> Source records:
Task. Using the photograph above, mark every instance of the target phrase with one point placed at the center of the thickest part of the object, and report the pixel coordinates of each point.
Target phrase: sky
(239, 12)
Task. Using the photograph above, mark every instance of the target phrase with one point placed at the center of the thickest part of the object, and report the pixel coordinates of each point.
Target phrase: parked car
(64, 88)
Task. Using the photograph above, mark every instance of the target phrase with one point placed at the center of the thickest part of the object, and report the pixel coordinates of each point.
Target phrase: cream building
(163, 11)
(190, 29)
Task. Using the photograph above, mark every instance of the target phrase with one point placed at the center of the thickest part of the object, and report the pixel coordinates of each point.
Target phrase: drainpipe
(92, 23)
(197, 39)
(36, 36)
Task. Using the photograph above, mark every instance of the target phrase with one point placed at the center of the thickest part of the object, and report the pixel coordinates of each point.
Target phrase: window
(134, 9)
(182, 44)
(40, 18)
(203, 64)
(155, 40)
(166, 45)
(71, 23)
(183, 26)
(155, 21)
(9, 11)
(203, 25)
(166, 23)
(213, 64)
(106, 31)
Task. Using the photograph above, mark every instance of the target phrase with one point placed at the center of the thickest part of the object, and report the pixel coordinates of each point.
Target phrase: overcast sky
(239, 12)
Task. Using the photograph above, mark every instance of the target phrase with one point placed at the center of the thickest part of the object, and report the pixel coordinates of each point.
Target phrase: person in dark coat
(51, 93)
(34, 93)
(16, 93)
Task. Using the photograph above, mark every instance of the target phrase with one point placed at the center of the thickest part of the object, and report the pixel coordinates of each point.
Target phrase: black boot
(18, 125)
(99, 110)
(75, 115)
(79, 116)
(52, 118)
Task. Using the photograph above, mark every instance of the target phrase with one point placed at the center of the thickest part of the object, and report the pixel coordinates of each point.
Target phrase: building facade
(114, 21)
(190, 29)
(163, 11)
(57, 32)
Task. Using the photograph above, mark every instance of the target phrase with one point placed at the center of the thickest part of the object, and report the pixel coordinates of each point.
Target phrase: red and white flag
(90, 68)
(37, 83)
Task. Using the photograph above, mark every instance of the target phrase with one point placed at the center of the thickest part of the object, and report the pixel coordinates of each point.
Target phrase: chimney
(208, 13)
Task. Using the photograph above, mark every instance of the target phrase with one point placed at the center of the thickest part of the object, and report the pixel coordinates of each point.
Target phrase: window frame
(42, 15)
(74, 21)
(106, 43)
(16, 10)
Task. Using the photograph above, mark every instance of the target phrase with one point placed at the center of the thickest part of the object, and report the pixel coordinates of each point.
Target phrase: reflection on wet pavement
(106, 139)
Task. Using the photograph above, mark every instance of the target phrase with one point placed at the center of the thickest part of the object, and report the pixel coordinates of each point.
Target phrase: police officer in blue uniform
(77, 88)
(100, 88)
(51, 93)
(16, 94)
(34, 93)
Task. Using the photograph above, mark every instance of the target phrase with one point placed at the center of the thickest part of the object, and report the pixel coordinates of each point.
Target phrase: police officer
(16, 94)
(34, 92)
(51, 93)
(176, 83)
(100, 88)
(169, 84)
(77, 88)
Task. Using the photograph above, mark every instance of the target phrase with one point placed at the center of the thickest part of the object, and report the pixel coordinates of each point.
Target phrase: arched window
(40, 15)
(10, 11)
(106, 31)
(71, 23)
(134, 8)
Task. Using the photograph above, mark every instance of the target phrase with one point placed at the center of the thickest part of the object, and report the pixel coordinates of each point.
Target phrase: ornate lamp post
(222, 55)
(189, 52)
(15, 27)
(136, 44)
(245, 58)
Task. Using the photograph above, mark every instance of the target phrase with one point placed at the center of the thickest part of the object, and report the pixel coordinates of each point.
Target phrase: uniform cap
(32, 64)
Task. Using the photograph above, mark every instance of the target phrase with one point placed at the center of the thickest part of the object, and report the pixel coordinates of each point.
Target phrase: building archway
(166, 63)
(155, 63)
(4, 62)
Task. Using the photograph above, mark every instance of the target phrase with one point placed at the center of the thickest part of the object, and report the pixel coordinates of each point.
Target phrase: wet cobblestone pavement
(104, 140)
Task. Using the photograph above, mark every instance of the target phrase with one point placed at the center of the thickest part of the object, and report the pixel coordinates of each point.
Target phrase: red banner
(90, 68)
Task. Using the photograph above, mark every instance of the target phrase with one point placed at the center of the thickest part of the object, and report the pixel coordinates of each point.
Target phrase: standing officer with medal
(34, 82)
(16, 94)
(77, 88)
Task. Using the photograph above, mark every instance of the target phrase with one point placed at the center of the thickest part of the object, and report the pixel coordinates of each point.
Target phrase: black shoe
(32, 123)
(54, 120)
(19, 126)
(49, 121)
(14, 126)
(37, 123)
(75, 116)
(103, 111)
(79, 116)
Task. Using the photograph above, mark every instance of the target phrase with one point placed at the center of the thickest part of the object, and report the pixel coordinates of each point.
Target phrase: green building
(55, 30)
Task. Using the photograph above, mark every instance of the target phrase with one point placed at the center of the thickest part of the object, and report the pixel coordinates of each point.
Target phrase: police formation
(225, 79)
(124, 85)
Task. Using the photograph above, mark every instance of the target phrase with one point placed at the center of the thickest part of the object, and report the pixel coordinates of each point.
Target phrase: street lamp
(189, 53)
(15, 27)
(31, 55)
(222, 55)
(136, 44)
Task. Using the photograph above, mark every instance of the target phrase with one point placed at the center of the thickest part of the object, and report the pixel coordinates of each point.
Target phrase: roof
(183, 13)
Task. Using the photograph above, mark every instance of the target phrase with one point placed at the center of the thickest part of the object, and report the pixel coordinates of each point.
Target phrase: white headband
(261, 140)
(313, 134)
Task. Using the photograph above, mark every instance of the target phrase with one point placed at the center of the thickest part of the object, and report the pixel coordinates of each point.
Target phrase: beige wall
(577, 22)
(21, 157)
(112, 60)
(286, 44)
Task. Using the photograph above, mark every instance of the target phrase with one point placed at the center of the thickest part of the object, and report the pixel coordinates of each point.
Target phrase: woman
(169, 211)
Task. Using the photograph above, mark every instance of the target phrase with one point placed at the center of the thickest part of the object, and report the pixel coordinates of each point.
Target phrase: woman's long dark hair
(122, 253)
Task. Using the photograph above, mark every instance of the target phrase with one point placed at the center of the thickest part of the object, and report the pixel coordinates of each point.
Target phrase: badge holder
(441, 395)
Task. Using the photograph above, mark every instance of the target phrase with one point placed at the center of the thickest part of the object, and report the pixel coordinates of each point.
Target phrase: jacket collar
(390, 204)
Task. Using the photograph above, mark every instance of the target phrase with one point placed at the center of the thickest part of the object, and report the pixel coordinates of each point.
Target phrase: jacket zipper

> WHAT THE TASK ASKS: Nothing is to be left out; reproduce each record exactly.

> WRITTEN RESPONSE:
Task. Using the photograph above, mark every instance of the target phrase with one point placed at the center of the thickest part of the object, and report the pixel coordinates of each point.
Target phrase: sky
(239, 12)
Task. Using the photograph above, mark every instance of the target phrase with one point placed at the center of the thickest part of the object, and report the pixel coordinates of each point.
Target phrase: parked car
(64, 88)
Task. Using the photograph above, mark every instance of the target phrase with one point placed at the center of the thickest part of the object, and report the pixel coordinates of each point.
Target phrase: cream building
(163, 11)
(190, 29)
Task. Using the photograph above, mark every instance of the target phrase with one point placed at the center of the thickest part of the object, and report the pixel coordinates of each point.
Target phrase: drainpipe
(92, 23)
(197, 39)
(36, 36)
Task. Using the photograph above, mark every instance of the target phrase with one point placed at the center of the thickest part of the object, and report the pixel coordinates of each point.
Target phrase: window
(134, 9)
(182, 44)
(40, 18)
(203, 64)
(155, 40)
(166, 45)
(71, 23)
(183, 26)
(155, 21)
(9, 11)
(203, 25)
(166, 23)
(213, 64)
(106, 31)
Task. Using the photograph above, mark every instance of the target phrase with one point placed at the center of the thickest part of the object, and report the pixel coordinates of each point.
Target phrase: overcast sky
(239, 12)
Task. Using the photograph above, mark every instance of the target phrase with one point placed at the center of the thickest part of the object, and report the pixel coordinates of each point.
Target phrase: person in dark coat
(51, 93)
(34, 93)
(16, 93)
Task. Using the photograph above, mark every instance of the target phrase with one point placed at the center of the thickest part of the object, and report the pixel coordinates of each point.
Target phrase: black boot
(18, 125)
(99, 110)
(75, 115)
(79, 116)
(52, 118)
Task. Using the photograph above, mark every instance of the target phrase with one point placed at the center of the thickest part of the object, and report the pixel coordinates of each point.
Target phrase: building facade
(114, 21)
(190, 29)
(163, 11)
(57, 32)
Task. Using the photograph above, mark every instance of the target phrase with one point placed at the center of the thickest part of the object, and report the pixel coordinates of each point.
Target phrase: red and white flag
(90, 68)
(37, 83)
Task. Using the photograph above, mark every instance of the target phrase with one point placed at the center of the thickest part of the object, and report the pixel coordinates of each point.
Target phrase: chimney
(208, 13)
Task. Using the photograph above, mark every instance of the target phrase with one point placed at the center of the thickest part of the object, and report the pixel coordinates of each point.
Target phrase: window frame
(42, 15)
(74, 21)
(106, 43)
(16, 10)
Task. Using the photograph above, mark every instance of the target phrase with one point placed at the center of the thickest part of the object, and report the pixel coordinates of each point.
Target phrase: reflection on wet pavement
(106, 139)
Task. Using the photograph above, mark every instance of the target phrase with one point placed at the center of the thickest part of the object, and report the pixel coordinates of each point.
Target phrase: police officer in blue uniform
(77, 88)
(100, 88)
(51, 93)
(16, 94)
(34, 93)
Task. Using the photograph above, mark every instance of the target phrase with one point placed at the center of the thickest part of the object, and report the pixel coordinates of each point.
Target phrase: police officer
(16, 94)
(34, 92)
(51, 93)
(176, 83)
(100, 88)
(169, 84)
(77, 88)
Task. Using the photograph above, mark every instance of the target phrase with one point placed at the center of the thickest part of the object, and report the pixel coordinates of each point.
Target phrase: arched window
(40, 15)
(10, 11)
(106, 31)
(71, 23)
(134, 8)
Task. Using the photograph above, mark every instance of the target phrase with one point placed at the center of the thickest part of the object, and report the pixel coordinates of each point.
Target phrase: ornate lamp post
(222, 55)
(189, 52)
(15, 27)
(136, 44)
(245, 58)
Task. Using the photograph above, mark every instance of the target phrase with one point placed at the center of the thickest part of the object, and report the pixel coordinates of each point.
Target phrase: uniform cap
(32, 64)
Task. Using the photograph above, mark every instance of the target phrase with one point placed at the center of the thickest part of the object, and report the pixel coordinates of each point.
Target phrase: building archway
(166, 63)
(155, 63)
(4, 62)
Task. Using the photograph above, mark every instance of the target phrase with one point placed at the center of the thickest part of the object, and report the pixel coordinates of each point.
Target phrase: wet cobblestone pavement
(104, 140)
Task. Using the photograph above, mark every instance of the target phrase with one point placed at the center of the thickest part of the object, and report the pixel coordinates of each point.
Target phrase: red banner
(90, 68)
Task. Using the photograph above, mark every instance of the target phrase with one point placed at the center of the thickest part of the object, and report the pixel coordinates of each point.
Target phrase: standing officer with medal
(34, 82)
(16, 94)
(77, 88)
Task. Using the photograph above, mark every instance of the target phrase with one point placed at the center of the thickest part of the object, and report the pixel coordinates of each point.
Target phrase: black shoe
(32, 123)
(54, 120)
(19, 126)
(49, 121)
(14, 126)
(37, 123)
(75, 116)
(103, 111)
(79, 116)
Task. Using the photograph above, mark every instance of the target phrase with one point placed at the center of the thickest part of the object, and report the pixel coordinates of each point.
Target phrase: green building
(55, 30)
Task. Using the photograph above, mark every instance of the target phrase with one point placed at the center of the thickest part of the object, and report the pixel coordinates of each point.
Target phrase: police formation
(225, 79)
(124, 85)
Task. Using the photograph above, mark every instance of the target phrase with one point placed at the center of the thickest part of the object, and report the pixel coordinates of each point.
Target phrase: street lamp
(189, 53)
(15, 27)
(31, 55)
(222, 55)
(136, 44)
Task. Using the photograph above, mark every instance of the target phrase with one point placed at the center of the thickest part of the object, and report the pixel coordinates of each point.
Target phrase: roof
(183, 13)
Task. Using the photograph above, mark every instance of the target phrase with one point placed at the center of the thickest part of the object, and report the pixel coordinates of each point.
Target phrase: white headband
(261, 140)
(313, 134)
Task. Using the photograph above, mark every instance of the target phrase with one point placed at the center of the thickest part of the object, and report the pixel coordinates of each point.
Target phrase: beige wall
(577, 22)
(21, 157)
(112, 60)
(286, 44)
Task. Using the photograph above, mark every instance of the target phrase with one point placed at the center of the thickest part of the object, and report the pixel coordinates of each point.
Target phrase: woman
(169, 211)
Task. Using the photograph above, mark every instance of the target phrase with one point placed at the center of the thickest part of the object, and report the pixel coordinates of each point.
Target phrase: woman's long dark hair
(122, 253)
Task. Using the photograph above, mark every instance of the target phrase with one point placed at the center of the thickest part of the object, and report the pixel coordinates of each point.
Target phrase: badge holder
(441, 395)
Task. Using the photograph above, mark every instance of the target phrase with one point placed at the center of the thickest part of the object, and report the pixel coordinates of each point.
Target phrase: jacket collar
(390, 204)
Task. Using the photograph above, mark every instance of the target phrase with one point placed at the center of the thickest part of the object, and report the pixel coordinates of each point.
Target phrase: jacket zipper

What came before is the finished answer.